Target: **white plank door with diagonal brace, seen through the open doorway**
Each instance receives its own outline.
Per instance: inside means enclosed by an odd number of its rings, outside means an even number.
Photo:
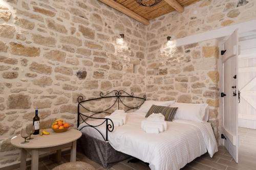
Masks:
[[[256,129],[256,38],[239,42],[239,89],[241,102],[238,108],[238,125]]]

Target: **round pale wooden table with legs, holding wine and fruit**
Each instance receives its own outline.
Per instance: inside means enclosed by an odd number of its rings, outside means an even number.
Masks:
[[[38,159],[40,154],[57,150],[57,161],[60,161],[61,149],[71,148],[70,161],[76,161],[76,140],[82,133],[76,129],[68,129],[63,133],[55,133],[52,129],[47,129],[50,135],[32,135],[34,139],[28,140],[29,143],[20,144],[24,138],[20,135],[14,136],[11,143],[21,149],[20,169],[26,169],[27,152],[32,155],[31,169],[38,169]]]

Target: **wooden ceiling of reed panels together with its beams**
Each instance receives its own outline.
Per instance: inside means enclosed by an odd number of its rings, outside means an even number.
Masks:
[[[157,18],[175,10],[182,13],[184,12],[184,7],[201,0],[162,0],[159,4],[153,7],[140,6],[135,0],[99,1],[138,20],[144,25],[150,25],[149,20],[151,19]]]

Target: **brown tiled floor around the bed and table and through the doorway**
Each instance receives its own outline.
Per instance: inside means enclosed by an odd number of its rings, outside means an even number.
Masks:
[[[195,159],[193,162],[188,163],[182,170],[253,170],[256,169],[256,130],[239,128],[239,163],[233,161],[229,153],[224,147],[219,147],[219,152],[210,158],[208,154]],[[68,162],[70,155],[63,155],[61,162],[55,163],[51,158],[42,160],[39,163],[39,170],[52,169],[53,167]],[[103,170],[101,165],[88,159],[84,155],[77,153],[77,161],[90,163],[96,169]],[[28,166],[27,169],[30,169]],[[114,165],[112,170],[145,170],[150,169],[142,162],[127,163],[127,160]],[[172,170],[172,169],[169,169]]]

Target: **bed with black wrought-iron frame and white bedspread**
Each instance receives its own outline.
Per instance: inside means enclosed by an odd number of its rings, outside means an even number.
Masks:
[[[122,98],[134,97],[133,93],[130,95],[125,92],[128,95],[122,95],[122,92],[114,91],[117,94],[113,96],[117,98],[117,109],[119,109],[119,99],[123,104]],[[106,96],[109,95],[101,94],[101,98]],[[141,99],[145,101],[146,97],[143,96]],[[135,107],[127,105],[126,107],[130,111],[139,108],[143,103],[142,101]],[[102,112],[97,111],[93,116],[98,113]],[[83,134],[79,140],[80,147],[84,153],[93,148],[90,151],[93,153],[87,153],[89,158],[106,168],[133,156],[149,163],[150,168],[156,170],[180,169],[207,151],[210,156],[218,151],[210,123],[176,119],[174,122],[167,122],[167,131],[148,134],[141,129],[141,121],[145,119],[145,114],[144,112],[127,113],[126,124],[116,128],[111,119],[92,118],[92,116],[86,116],[88,119],[82,118],[83,121],[78,125],[78,129]],[[83,116],[79,108],[78,116],[80,118]]]

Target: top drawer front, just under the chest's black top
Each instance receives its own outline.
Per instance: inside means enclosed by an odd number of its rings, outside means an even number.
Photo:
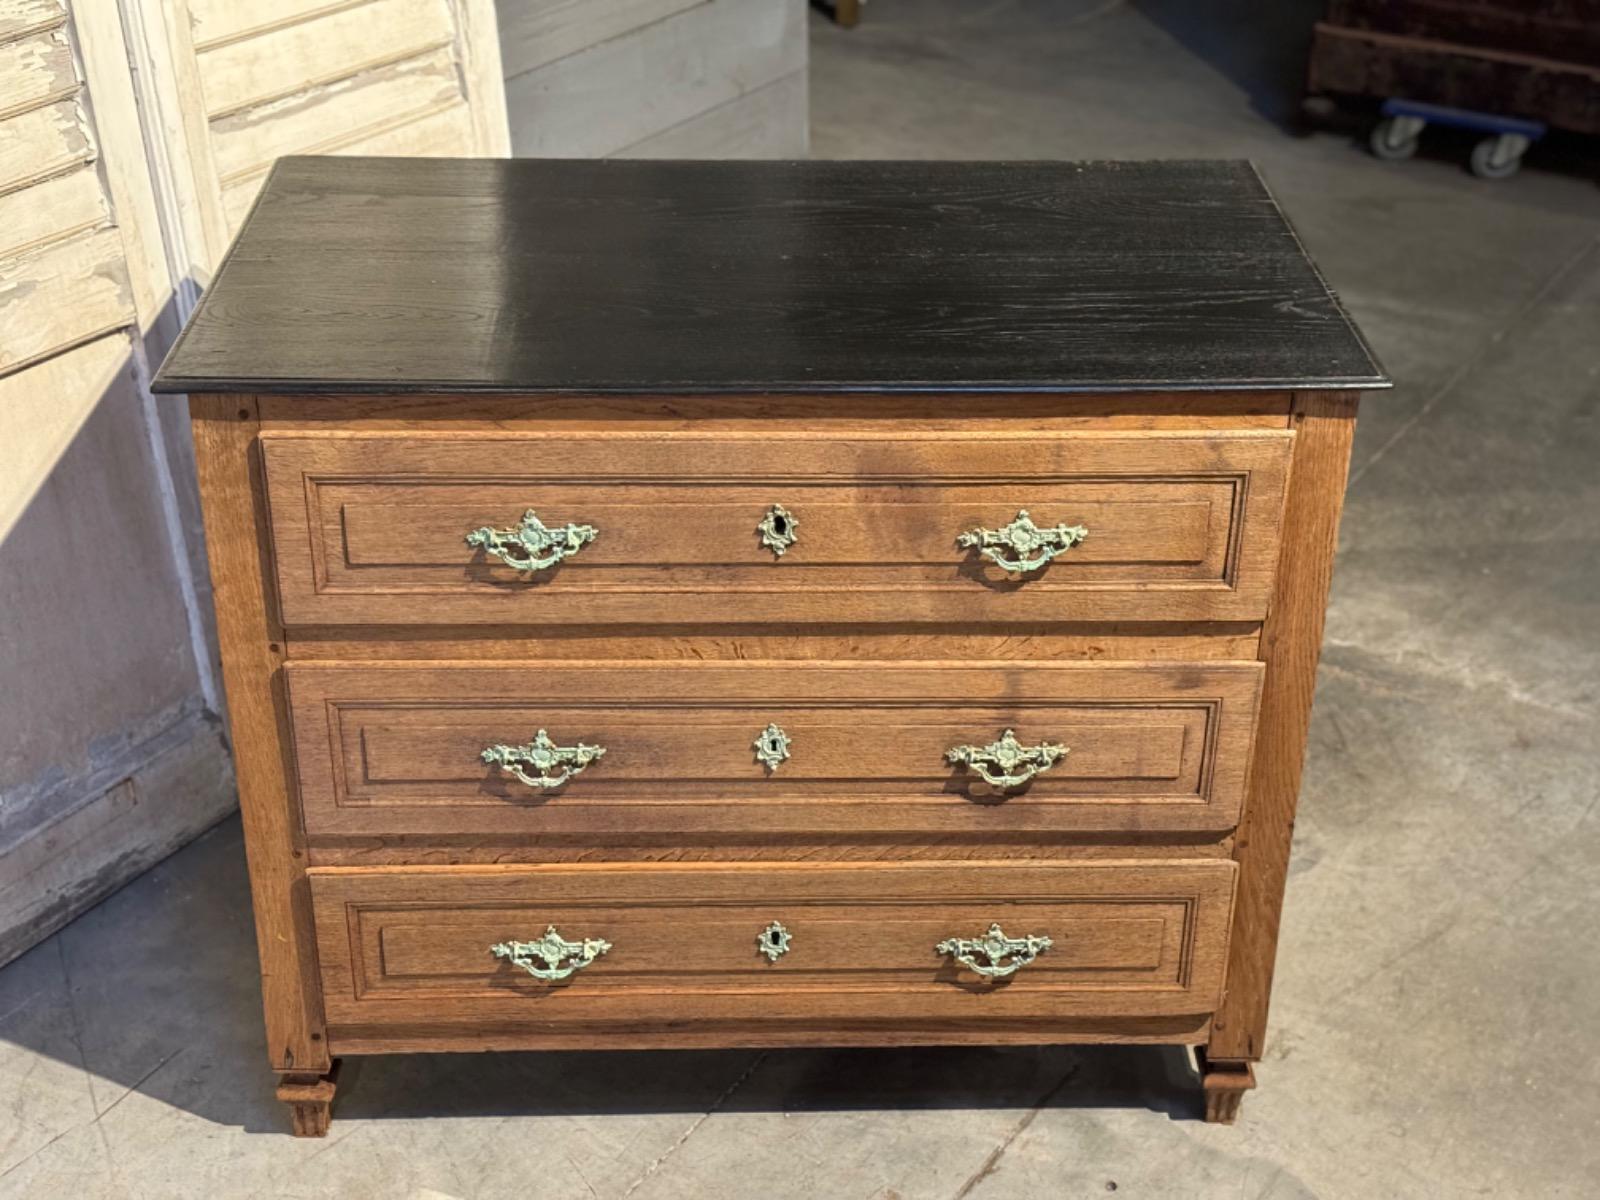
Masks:
[[[288,624],[1253,621],[1272,587],[1293,437],[450,432],[261,445]],[[1066,533],[1030,541],[1022,510]],[[528,512],[573,536],[518,544]],[[987,544],[963,538],[979,530]],[[554,562],[507,565],[530,560]]]

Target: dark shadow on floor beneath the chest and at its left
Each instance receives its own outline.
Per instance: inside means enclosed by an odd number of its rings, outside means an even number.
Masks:
[[[266,1066],[238,818],[0,973],[0,1040],[246,1131],[286,1128]],[[341,1118],[1142,1107],[1198,1117],[1179,1046],[550,1051],[347,1059]]]

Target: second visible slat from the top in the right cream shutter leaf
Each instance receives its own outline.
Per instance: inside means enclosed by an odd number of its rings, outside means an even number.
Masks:
[[[213,118],[450,45],[445,0],[371,0],[198,54]]]

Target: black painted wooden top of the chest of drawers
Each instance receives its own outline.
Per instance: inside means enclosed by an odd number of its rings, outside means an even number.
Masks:
[[[283,158],[158,392],[1384,387],[1250,163]]]

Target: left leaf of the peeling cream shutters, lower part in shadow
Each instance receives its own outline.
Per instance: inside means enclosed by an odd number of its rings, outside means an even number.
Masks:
════════════════
Wherever a line of the records above contains the string "black", copy that line out.

## Answer below
Target: **bed with black wrought-iron frame and white bedspread**
Target: top drawer front, just under the chest's black top
Target: black painted wooden top of the chest of drawers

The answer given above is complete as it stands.